(Location identification entries)
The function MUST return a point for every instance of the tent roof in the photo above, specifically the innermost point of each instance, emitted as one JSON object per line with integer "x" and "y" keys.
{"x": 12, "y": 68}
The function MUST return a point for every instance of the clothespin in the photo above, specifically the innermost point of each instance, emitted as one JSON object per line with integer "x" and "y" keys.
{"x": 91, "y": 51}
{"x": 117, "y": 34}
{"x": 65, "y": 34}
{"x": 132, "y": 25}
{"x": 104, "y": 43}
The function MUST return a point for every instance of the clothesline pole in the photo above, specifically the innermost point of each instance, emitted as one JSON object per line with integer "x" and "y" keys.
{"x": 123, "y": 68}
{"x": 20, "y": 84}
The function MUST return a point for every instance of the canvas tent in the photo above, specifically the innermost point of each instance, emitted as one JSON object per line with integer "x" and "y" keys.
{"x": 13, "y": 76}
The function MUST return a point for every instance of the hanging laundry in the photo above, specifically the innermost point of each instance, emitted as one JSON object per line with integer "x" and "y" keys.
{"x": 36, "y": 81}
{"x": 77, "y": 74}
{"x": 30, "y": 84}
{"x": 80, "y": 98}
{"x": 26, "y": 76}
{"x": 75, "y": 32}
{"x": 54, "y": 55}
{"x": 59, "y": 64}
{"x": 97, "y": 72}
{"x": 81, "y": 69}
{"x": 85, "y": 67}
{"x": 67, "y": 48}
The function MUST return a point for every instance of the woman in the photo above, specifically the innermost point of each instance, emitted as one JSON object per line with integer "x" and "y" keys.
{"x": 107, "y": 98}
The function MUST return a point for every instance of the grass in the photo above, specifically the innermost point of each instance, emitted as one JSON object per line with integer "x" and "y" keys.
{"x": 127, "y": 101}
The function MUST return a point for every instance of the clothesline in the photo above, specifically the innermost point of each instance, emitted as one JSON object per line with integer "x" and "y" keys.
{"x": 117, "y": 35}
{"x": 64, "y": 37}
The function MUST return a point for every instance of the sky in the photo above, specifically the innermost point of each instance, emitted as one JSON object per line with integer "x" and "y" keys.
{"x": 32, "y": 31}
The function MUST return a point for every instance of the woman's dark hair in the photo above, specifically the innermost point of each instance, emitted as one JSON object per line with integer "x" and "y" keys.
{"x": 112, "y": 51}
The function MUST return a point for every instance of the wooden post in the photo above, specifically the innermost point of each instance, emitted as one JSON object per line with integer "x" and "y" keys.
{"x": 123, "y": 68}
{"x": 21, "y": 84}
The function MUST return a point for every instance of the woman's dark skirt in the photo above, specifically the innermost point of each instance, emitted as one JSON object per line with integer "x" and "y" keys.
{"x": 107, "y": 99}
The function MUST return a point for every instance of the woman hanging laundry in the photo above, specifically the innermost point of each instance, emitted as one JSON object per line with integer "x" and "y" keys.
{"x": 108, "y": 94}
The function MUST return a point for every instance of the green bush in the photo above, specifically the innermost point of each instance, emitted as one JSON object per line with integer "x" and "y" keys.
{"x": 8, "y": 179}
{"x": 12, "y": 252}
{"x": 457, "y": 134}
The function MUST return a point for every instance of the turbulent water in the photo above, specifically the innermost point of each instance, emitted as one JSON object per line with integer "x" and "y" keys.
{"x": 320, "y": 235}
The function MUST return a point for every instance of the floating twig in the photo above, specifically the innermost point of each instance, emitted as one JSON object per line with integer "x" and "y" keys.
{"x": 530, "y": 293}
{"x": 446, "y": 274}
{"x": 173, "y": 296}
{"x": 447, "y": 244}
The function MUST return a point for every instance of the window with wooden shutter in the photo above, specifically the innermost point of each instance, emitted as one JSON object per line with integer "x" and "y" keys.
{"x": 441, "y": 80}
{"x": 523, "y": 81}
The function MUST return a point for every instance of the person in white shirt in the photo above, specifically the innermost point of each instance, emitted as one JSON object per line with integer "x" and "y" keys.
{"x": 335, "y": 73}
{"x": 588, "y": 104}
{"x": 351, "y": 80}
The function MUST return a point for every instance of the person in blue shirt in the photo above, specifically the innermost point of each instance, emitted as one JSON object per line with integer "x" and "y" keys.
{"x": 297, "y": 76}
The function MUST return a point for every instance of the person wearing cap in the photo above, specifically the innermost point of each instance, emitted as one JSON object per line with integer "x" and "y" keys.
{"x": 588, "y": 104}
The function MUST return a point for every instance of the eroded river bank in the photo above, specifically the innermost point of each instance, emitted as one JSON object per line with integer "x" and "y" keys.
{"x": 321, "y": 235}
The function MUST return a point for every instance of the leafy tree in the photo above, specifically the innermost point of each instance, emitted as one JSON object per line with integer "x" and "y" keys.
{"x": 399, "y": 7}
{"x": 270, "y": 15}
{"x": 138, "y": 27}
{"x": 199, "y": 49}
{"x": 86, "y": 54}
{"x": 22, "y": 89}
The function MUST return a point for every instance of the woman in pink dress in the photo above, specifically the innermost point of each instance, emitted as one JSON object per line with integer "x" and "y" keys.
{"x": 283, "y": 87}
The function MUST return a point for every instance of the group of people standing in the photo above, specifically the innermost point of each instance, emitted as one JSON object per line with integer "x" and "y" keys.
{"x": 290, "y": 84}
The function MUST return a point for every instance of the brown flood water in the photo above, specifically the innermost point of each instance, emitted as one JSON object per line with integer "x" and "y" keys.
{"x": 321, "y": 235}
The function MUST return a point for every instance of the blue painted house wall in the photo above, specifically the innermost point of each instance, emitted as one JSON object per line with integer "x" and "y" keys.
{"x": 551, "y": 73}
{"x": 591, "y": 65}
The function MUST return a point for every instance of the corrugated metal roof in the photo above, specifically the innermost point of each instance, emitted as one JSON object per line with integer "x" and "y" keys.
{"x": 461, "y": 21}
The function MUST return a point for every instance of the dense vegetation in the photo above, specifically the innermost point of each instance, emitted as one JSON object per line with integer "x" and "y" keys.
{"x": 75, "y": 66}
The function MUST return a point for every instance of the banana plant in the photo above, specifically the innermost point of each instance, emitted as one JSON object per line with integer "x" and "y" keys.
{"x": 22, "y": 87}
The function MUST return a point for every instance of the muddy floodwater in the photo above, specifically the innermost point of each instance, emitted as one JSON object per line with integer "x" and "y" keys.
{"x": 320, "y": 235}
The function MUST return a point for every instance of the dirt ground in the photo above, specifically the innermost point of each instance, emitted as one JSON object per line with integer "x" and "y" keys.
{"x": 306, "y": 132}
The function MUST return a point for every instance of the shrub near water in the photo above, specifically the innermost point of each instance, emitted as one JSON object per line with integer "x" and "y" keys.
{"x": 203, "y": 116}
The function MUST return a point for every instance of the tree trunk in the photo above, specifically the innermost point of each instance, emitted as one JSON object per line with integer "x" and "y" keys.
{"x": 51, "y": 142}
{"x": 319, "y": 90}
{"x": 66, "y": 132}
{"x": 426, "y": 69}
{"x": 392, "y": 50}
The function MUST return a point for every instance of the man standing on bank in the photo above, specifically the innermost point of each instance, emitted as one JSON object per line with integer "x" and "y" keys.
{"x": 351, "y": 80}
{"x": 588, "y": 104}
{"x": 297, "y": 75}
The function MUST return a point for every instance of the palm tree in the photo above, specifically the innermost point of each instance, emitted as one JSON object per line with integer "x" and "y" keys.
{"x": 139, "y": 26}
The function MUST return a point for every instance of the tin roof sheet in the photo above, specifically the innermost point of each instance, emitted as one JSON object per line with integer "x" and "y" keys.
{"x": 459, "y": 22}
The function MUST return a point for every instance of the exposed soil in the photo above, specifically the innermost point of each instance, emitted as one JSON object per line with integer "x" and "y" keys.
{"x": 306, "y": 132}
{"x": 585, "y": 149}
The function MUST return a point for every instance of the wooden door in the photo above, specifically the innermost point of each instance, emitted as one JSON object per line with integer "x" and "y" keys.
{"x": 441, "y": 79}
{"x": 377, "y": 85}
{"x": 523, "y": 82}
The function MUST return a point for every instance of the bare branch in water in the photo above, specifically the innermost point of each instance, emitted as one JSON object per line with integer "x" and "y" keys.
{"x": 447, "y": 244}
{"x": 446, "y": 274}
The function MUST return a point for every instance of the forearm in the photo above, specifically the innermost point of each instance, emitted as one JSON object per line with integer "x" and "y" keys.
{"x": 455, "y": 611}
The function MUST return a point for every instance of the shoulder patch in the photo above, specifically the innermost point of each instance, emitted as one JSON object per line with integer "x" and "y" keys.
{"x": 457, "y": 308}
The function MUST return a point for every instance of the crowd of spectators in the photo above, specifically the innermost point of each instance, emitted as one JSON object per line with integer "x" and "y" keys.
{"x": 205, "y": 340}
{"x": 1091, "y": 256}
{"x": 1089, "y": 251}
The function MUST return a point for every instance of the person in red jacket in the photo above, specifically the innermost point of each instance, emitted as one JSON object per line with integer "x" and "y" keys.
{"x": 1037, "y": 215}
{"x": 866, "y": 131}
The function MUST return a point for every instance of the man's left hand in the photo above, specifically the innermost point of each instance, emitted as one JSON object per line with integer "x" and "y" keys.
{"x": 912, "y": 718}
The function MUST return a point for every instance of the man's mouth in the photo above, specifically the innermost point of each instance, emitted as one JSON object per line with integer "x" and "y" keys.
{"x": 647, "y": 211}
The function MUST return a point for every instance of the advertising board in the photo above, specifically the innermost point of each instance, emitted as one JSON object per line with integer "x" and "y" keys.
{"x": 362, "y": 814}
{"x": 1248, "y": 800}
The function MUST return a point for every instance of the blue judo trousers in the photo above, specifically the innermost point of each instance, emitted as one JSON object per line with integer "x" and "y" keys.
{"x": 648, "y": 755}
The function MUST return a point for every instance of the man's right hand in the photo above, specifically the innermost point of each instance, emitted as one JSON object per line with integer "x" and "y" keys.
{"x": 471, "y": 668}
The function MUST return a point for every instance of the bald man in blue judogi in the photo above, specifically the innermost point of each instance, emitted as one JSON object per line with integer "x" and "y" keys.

- WHAT IS BEING ASKED
Convert everything from the line containing "the man's left" down to the end of the records above into a numbered list, leaving out any blank lines.

- EXERCISE ANSWER
1. The function MUST return a point for every instance of the man's left hand in the photo above, specifically the innermost point of each instance, emitted as one JSON object per line with integer "x" and "y" keys.
2. {"x": 912, "y": 718}
3. The function MUST return a point for every instance of the man's mouth in the photo above, specifically the innermost point of each instance, emitted as one JSON object per line with integer "x" and "y" keys.
4. {"x": 647, "y": 211}
5. The function MUST return a point for every instance of the advertising board in the photo above, specifically the innermost point of each instance, emitted as one JSON object per line with integer "x" and "y" keys.
6. {"x": 362, "y": 814}
7. {"x": 1248, "y": 800}
8. The function MUST return a point for every instance of the blue judo trousers in the photo above, specifically the innermost point of each instance, emitted as one JSON object per line with integer "x" and "y" keys.
9. {"x": 648, "y": 755}
10. The function MUST return a point for every instance of the man's right hand in the photo above, specifically the innermost point of each instance, emitted as one JSON object per line with integer "x" and "y" keys.
11. {"x": 471, "y": 668}
12. The function MUST return a point for every instance of the bald man in blue judogi in the photo above, specifically the innermost point of each instance, emitted as one JSON object per line with integer "x" and "y" keys.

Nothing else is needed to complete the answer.